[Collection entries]
####################
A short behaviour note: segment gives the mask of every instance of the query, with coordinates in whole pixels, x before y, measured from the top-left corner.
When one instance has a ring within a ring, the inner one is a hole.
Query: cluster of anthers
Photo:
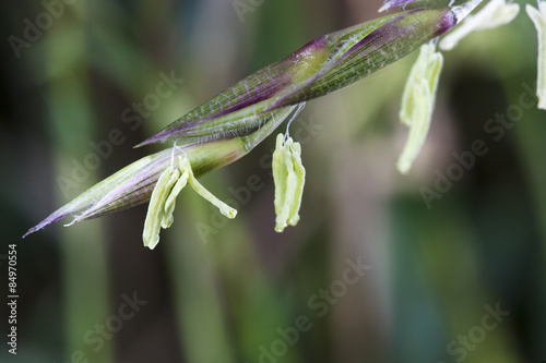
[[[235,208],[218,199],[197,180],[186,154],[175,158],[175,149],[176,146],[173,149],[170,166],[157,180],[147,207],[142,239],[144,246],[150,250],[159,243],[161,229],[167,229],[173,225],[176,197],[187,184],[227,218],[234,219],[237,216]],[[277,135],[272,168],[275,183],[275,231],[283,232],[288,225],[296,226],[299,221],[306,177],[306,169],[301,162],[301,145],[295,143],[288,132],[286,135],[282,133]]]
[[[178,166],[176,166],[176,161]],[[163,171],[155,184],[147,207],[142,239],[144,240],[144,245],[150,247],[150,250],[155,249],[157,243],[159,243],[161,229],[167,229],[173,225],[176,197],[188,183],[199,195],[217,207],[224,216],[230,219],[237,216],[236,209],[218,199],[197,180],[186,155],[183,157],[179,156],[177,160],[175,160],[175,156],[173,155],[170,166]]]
####################
» Exercise
Write out every one of the records again, switching "instance" to "object" wherever it occurs and leaving everything else unchanged. Omit the pictures.

» Final result
A short behaviour note: segment gives the mask of every object of the query, with coordinates in whole pixels, x before y, measured from the top-left corner.
When one object has a ring within a ring, the inner one is a hole.
Query: cluster of anthers
Photo:
[[[235,208],[218,199],[197,180],[186,154],[175,158],[175,149],[176,146],[173,149],[170,166],[157,180],[147,207],[142,239],[144,246],[150,250],[159,243],[161,229],[167,229],[173,225],[176,197],[187,184],[227,218],[234,219],[237,216]],[[277,135],[272,168],[275,183],[275,231],[283,232],[288,225],[296,226],[299,221],[306,177],[306,169],[301,162],[301,145],[295,143],[288,132],[286,135],[282,133]]]
[[[178,166],[176,166],[176,161]],[[163,171],[155,184],[147,207],[142,239],[144,240],[144,245],[150,247],[150,250],[155,249],[157,243],[159,243],[161,229],[167,229],[173,225],[176,197],[188,183],[199,195],[217,207],[224,216],[230,219],[237,216],[236,209],[218,199],[197,180],[186,155],[183,157],[179,156],[177,160],[175,160],[175,156],[173,155],[170,166]]]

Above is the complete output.